> _Task statement_: Where a line of the records holds the string "road", copy that line.

━━ Extracted data

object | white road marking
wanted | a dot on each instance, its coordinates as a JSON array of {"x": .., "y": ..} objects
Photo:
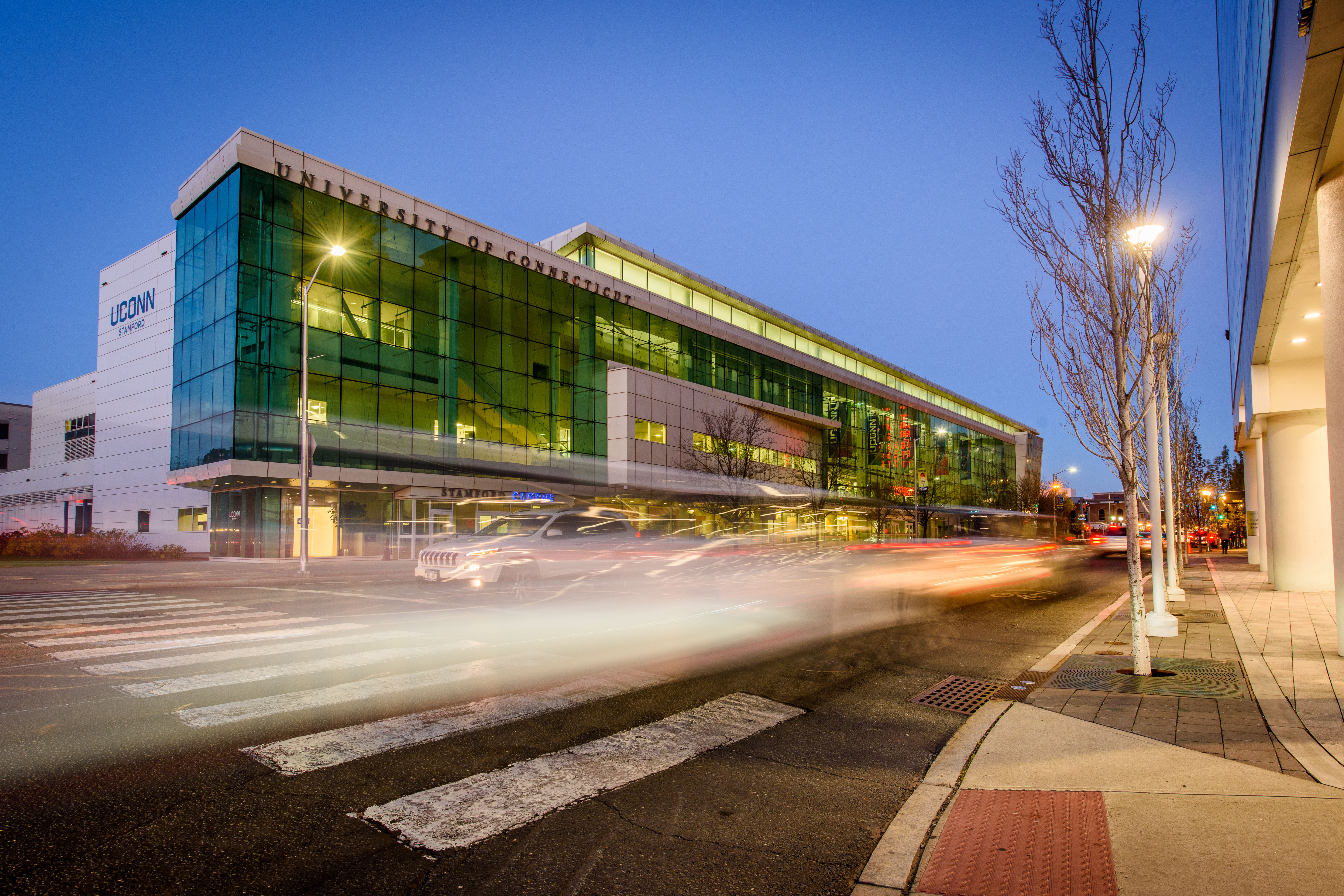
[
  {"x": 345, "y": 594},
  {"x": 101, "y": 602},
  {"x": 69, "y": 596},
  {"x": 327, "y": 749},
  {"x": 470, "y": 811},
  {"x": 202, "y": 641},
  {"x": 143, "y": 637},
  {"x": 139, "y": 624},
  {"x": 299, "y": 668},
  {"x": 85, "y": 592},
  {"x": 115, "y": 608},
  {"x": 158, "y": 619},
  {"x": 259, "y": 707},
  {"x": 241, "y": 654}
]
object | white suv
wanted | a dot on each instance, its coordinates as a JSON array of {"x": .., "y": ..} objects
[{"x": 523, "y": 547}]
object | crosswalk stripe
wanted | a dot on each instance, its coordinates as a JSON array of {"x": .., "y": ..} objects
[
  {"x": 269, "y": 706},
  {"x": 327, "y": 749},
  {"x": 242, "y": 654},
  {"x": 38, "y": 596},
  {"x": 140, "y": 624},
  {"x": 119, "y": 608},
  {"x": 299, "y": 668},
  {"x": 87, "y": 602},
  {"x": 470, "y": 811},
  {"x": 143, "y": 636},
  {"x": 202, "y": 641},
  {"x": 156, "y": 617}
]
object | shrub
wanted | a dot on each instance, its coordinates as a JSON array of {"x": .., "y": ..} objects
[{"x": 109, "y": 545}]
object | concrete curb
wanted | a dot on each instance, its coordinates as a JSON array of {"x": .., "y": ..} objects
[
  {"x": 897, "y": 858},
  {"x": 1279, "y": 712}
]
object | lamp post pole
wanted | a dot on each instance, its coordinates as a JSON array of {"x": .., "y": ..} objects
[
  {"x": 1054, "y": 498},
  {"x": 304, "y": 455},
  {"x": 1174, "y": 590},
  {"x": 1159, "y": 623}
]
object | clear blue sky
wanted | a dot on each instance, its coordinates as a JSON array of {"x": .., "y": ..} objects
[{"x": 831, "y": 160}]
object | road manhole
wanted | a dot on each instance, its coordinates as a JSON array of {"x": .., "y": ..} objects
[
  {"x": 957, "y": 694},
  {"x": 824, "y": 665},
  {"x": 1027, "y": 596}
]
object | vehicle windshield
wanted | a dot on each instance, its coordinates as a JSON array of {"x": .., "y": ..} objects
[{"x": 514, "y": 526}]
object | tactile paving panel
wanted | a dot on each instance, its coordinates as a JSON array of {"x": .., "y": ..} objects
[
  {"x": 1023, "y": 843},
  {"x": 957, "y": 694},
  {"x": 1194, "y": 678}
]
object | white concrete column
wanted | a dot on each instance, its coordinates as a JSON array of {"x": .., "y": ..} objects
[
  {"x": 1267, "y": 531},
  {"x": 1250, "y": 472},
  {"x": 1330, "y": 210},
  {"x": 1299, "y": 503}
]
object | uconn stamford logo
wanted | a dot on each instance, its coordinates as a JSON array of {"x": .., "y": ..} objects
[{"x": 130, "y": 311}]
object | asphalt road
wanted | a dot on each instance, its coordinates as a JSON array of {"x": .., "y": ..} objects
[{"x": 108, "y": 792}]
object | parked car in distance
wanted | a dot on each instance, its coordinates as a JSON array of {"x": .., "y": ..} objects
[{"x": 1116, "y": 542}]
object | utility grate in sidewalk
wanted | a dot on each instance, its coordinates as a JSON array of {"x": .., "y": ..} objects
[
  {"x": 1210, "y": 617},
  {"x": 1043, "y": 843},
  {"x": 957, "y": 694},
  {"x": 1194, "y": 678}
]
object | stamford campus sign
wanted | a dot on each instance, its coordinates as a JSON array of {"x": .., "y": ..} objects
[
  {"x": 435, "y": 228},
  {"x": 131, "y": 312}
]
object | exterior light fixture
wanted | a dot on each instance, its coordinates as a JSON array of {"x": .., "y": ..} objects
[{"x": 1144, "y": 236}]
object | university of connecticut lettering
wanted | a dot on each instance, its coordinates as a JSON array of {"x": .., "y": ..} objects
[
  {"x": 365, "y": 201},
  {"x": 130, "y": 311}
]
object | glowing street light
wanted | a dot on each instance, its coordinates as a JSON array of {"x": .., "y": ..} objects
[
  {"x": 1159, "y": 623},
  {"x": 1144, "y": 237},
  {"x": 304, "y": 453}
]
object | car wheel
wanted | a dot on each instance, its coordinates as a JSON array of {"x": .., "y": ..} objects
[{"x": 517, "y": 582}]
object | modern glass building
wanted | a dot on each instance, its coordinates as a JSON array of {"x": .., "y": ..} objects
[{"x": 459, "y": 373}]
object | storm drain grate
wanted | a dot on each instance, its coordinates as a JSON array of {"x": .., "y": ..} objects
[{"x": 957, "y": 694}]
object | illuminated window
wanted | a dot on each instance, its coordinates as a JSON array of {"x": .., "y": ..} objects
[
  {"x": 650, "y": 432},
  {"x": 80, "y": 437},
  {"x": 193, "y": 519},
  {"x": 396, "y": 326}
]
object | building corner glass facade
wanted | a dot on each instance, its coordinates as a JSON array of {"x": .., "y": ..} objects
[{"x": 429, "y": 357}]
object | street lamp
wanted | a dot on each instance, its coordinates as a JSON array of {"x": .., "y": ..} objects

━━━━

> _Solution for this task_:
object | white road marking
object | road manhole
object | asphalt road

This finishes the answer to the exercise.